Instructions for the task → Reproduce the entire listing word for word.

Region labeling entries
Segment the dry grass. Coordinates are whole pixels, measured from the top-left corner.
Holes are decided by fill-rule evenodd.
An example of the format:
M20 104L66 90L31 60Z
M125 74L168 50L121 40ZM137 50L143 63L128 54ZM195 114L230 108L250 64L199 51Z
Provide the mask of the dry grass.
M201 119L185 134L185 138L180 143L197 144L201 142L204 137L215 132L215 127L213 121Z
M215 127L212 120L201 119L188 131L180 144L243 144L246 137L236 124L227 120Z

Solution below →
Segment the dry grass. Coordinates are whole pixels, measured from the top-left corner.
Holes are decided by fill-rule evenodd.
An example of the format:
M20 104L66 90L31 60Z
M125 74L168 50L121 40ZM137 50L143 63L128 54ZM195 114L230 108L250 64L199 51Z
Provide the mask of the dry grass.
M201 119L185 134L185 138L180 143L197 144L201 142L204 137L215 132L215 127L213 121Z
M215 127L212 120L201 119L188 131L180 144L243 144L246 137L236 124L227 120Z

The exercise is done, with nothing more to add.